• _Exercise requirements_:
(A) Using the grant summaries, decide whether each statement is true. (i) The Community Benefits Scorecard is being developed in six cities. (ii) The Strong Families Fund is a five-year pilot program. (iii) The Beaufait Belt Line Greenway is 1.5 miles long. Answer yes or no for each and quote the words from the grant summaries that settle it.
(B) List everything that the grant summaries say Cranbrook's 319-acre campus encompasses.

• _Passage provided_:
The advocacy organization focuses on building consumer advocacy to impact health care policy. Assisted by a three-year grant, Community Catalyst is developing and implementing a Community Benefits Scorecard in six cities to help community members, advocacy groups and hospital systems work collaboratively to improve population health and strengthen the role of anchor institutions in low-income urban communities.
Community Partners’ efforts to promote social service innovation include the City Project, which utilizes land-use planning strategies, policy and legal research and community organizing to address environmental disparities and to increase access to natural places for urban communities. Community Partners also serves as the fiscal sponsor of the Talent Philanthropy Project, an initiative to strengthen the nonprofit sector, and is using this grant to underwrite TPP’s first advisory council meeting.
The national network provides financial and technical assistance to communities to develop permanent supportive housing for people who are homeless because of unemployment and chronic health issues. This two-year grant underwrites the launch and operation of the Strong Families Fund, a 10-year pilot program that incentivizes affordable-housing developers to use housing as a platform for delivering human services to low-income residents.
Cranbrook is a leading center of education, science and art with a 319-acre campus that encompasses the graduate Academy of Art, contemporary Art Museum, the Institute of Science and K-12 college preparatory schools. This grant supports the Art Museum’s “Nick Cave: Here Hear” exhibition and a Detroit-based performance series.
The foundation works to transform the practice of public health by supporting projects that build workforce capacity, improve infrastructure and advance information and data sharing. Through a two-year grant, it is serving as the administrator of the BUILD Health Challenge (a collaborative with the Robert Wood Johnson, de Beaumont and Colorado Health foundations and the Advisory Board Co.), an initiative to increase the number and effectiveness of hospital/community/public health collaborations that improve population health and promote health equity.
The consortium of more than 20 neighborhood organizations and institutions is dedicated to revitalizing Detroit’s east side through information sharing, joint advocacy and collective action. This grant advances planning for the Beaufait Belt Line Greenway, a 1.5-mile bike and walking greenway connecting Gleaners Community Food Bank to the Riverwalk at Mt. Elliott Park.
The organization champions local and national collaboration to advance environmental justice, achieve sustainable redevelopment and foster safe, healthy communities through innovative policy, education and workforce initiatives. This grant is being used to develop plans for the Southwest Detroit Green Buffers project, which creates buffer zones between residential and industrial areas to improve environmental quality and public health.
The legal-aid organization works to protect civil rights, promote tribal sovereignty and alleviate civil legal problems for people who live in poverty in the southwestern United States. Through a three-year grant, five sites will be added to DNA’s medical-legal partnership program, which leverages medical-legal collaboration and direct legal advocacy to reduce health disparities and improve outcomes for low-income Native Americans.
The program develops good citizenship in urban youth through strong academic support, a demanding boxing program and a commitment to community volunteer service. This grant funds the phase-one renovation of a larger facility to create a new headquarters and expand programming.

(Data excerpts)
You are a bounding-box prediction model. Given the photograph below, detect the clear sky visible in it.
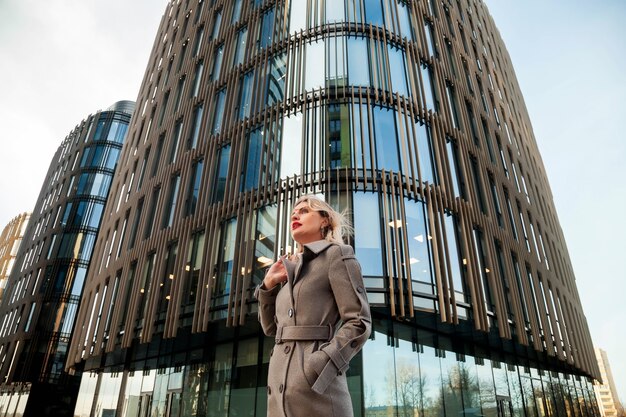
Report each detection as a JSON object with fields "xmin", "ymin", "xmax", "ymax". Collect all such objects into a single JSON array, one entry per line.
[{"xmin": 0, "ymin": 0, "xmax": 626, "ymax": 400}]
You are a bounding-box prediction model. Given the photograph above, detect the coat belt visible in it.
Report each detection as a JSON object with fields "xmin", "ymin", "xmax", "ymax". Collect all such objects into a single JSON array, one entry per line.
[{"xmin": 276, "ymin": 324, "xmax": 333, "ymax": 344}]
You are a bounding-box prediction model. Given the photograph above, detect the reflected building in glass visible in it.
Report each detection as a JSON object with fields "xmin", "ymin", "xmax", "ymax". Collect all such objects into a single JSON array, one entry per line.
[
  {"xmin": 68, "ymin": 0, "xmax": 598, "ymax": 417},
  {"xmin": 0, "ymin": 213, "xmax": 30, "ymax": 301},
  {"xmin": 0, "ymin": 101, "xmax": 134, "ymax": 417}
]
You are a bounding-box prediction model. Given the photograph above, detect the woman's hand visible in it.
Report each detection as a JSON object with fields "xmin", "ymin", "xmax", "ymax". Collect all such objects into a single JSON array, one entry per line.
[{"xmin": 263, "ymin": 259, "xmax": 287, "ymax": 290}]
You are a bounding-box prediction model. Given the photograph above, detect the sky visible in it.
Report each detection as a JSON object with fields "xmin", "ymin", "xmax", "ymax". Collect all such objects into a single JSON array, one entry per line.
[{"xmin": 0, "ymin": 0, "xmax": 626, "ymax": 401}]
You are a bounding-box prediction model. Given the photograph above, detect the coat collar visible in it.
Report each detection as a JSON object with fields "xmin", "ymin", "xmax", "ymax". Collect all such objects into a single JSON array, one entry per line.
[{"xmin": 304, "ymin": 240, "xmax": 333, "ymax": 256}]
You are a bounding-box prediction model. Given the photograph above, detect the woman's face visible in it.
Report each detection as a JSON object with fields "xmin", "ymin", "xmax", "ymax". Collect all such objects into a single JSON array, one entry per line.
[{"xmin": 291, "ymin": 201, "xmax": 328, "ymax": 245}]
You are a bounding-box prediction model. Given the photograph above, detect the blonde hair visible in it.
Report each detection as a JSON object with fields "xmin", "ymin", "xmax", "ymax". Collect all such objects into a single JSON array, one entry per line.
[{"xmin": 294, "ymin": 194, "xmax": 352, "ymax": 244}]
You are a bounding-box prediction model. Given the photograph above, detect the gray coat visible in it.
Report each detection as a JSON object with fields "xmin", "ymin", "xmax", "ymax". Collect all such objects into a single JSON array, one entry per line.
[{"xmin": 256, "ymin": 240, "xmax": 371, "ymax": 417}]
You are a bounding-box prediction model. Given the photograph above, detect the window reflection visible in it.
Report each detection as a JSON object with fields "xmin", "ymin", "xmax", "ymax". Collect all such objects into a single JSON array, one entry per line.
[{"xmin": 354, "ymin": 193, "xmax": 383, "ymax": 276}]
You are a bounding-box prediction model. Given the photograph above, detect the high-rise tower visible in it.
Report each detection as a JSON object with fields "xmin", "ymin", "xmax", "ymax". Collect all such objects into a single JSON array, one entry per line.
[
  {"xmin": 0, "ymin": 101, "xmax": 134, "ymax": 417},
  {"xmin": 0, "ymin": 213, "xmax": 30, "ymax": 301},
  {"xmin": 68, "ymin": 0, "xmax": 598, "ymax": 417}
]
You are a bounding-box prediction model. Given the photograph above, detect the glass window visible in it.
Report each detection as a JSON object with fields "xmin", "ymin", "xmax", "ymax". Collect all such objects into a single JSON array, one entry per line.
[
  {"xmin": 257, "ymin": 7, "xmax": 274, "ymax": 51},
  {"xmin": 266, "ymin": 53, "xmax": 287, "ymax": 106},
  {"xmin": 404, "ymin": 198, "xmax": 435, "ymax": 294},
  {"xmin": 168, "ymin": 119, "xmax": 183, "ymax": 164},
  {"xmin": 304, "ymin": 40, "xmax": 326, "ymax": 91},
  {"xmin": 193, "ymin": 24, "xmax": 205, "ymax": 57},
  {"xmin": 470, "ymin": 156, "xmax": 487, "ymax": 214},
  {"xmin": 230, "ymin": 0, "xmax": 243, "ymax": 25},
  {"xmin": 161, "ymin": 174, "xmax": 180, "ymax": 228},
  {"xmin": 213, "ymin": 145, "xmax": 230, "ymax": 203},
  {"xmin": 351, "ymin": 103, "xmax": 372, "ymax": 169},
  {"xmin": 446, "ymin": 137, "xmax": 466, "ymax": 198},
  {"xmin": 174, "ymin": 75, "xmax": 187, "ymax": 113},
  {"xmin": 185, "ymin": 159, "xmax": 204, "ymax": 216},
  {"xmin": 238, "ymin": 70, "xmax": 254, "ymax": 120},
  {"xmin": 415, "ymin": 122, "xmax": 437, "ymax": 184},
  {"xmin": 472, "ymin": 229, "xmax": 495, "ymax": 314},
  {"xmin": 211, "ymin": 219, "xmax": 237, "ymax": 307},
  {"xmin": 183, "ymin": 230, "xmax": 205, "ymax": 305},
  {"xmin": 326, "ymin": 1, "xmax": 346, "ymax": 23},
  {"xmin": 446, "ymin": 82, "xmax": 461, "ymax": 129},
  {"xmin": 191, "ymin": 60, "xmax": 204, "ymax": 98},
  {"xmin": 424, "ymin": 21, "xmax": 437, "ymax": 57},
  {"xmin": 444, "ymin": 213, "xmax": 467, "ymax": 302},
  {"xmin": 135, "ymin": 252, "xmax": 156, "ymax": 337},
  {"xmin": 326, "ymin": 35, "xmax": 346, "ymax": 87},
  {"xmin": 476, "ymin": 359, "xmax": 499, "ymax": 417},
  {"xmin": 363, "ymin": 320, "xmax": 397, "ymax": 410},
  {"xmin": 252, "ymin": 206, "xmax": 277, "ymax": 285},
  {"xmin": 157, "ymin": 242, "xmax": 180, "ymax": 318},
  {"xmin": 143, "ymin": 185, "xmax": 161, "ymax": 239},
  {"xmin": 397, "ymin": 1, "xmax": 413, "ymax": 40},
  {"xmin": 241, "ymin": 128, "xmax": 263, "ymax": 192},
  {"xmin": 363, "ymin": 0, "xmax": 385, "ymax": 27},
  {"xmin": 211, "ymin": 10, "xmax": 222, "ymax": 39},
  {"xmin": 289, "ymin": 1, "xmax": 307, "ymax": 33},
  {"xmin": 353, "ymin": 193, "xmax": 383, "ymax": 276},
  {"xmin": 326, "ymin": 104, "xmax": 351, "ymax": 169},
  {"xmin": 280, "ymin": 113, "xmax": 303, "ymax": 178},
  {"xmin": 420, "ymin": 63, "xmax": 438, "ymax": 111},
  {"xmin": 348, "ymin": 36, "xmax": 370, "ymax": 86},
  {"xmin": 211, "ymin": 88, "xmax": 226, "ymax": 135},
  {"xmin": 128, "ymin": 198, "xmax": 144, "ymax": 249},
  {"xmin": 187, "ymin": 103, "xmax": 204, "ymax": 149},
  {"xmin": 233, "ymin": 26, "xmax": 248, "ymax": 67},
  {"xmin": 373, "ymin": 107, "xmax": 400, "ymax": 172},
  {"xmin": 211, "ymin": 44, "xmax": 224, "ymax": 81},
  {"xmin": 387, "ymin": 44, "xmax": 411, "ymax": 97}
]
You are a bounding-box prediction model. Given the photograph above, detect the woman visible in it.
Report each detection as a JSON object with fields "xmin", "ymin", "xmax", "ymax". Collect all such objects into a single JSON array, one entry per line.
[{"xmin": 256, "ymin": 196, "xmax": 371, "ymax": 417}]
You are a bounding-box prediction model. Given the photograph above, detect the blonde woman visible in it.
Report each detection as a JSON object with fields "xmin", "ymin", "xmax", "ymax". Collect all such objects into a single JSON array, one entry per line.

• _Answers to each task_:
(A)
(i) Yes: "developing and implementing a Community Benefits Scorecard in six cities"
(ii) No: "a 10-year pilot program"
(iii) Yes: "a 1.5-mile bike and walking greenway"

(B)
- the graduate Academy of Art
- the contemporary Art Museum
- the Institute of Science
- K-12 college preparatory schools